Objective: Edit the lines below so that "photographer" becomes "camera operator" wherever it appears, with nothing else changed. Leave the pictures out of your answer.

----

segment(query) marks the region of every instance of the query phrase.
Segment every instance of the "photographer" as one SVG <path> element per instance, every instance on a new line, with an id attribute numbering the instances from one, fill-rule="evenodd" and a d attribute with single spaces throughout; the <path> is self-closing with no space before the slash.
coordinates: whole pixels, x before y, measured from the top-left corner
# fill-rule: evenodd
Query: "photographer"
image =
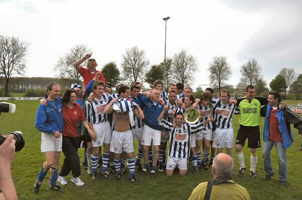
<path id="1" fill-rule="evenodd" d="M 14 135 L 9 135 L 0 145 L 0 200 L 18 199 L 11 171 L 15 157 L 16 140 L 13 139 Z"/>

----

Problem solution:
segment(query) marks the region of every instance of the query phrase.
Segment every instance of the "camera operator" as one SVG <path> element per instance, every instance on a new line, with an id attribute numbering the instances from one, fill-rule="evenodd" and a d attribute with single spaces throughout; the <path> is self-closing with no space before the slash.
coordinates: whole pixels, x before y, measured from the top-left corner
# fill-rule: evenodd
Query: "camera operator"
image =
<path id="1" fill-rule="evenodd" d="M 14 135 L 9 135 L 0 145 L 0 200 L 18 199 L 11 171 L 15 157 L 16 140 L 13 139 Z"/>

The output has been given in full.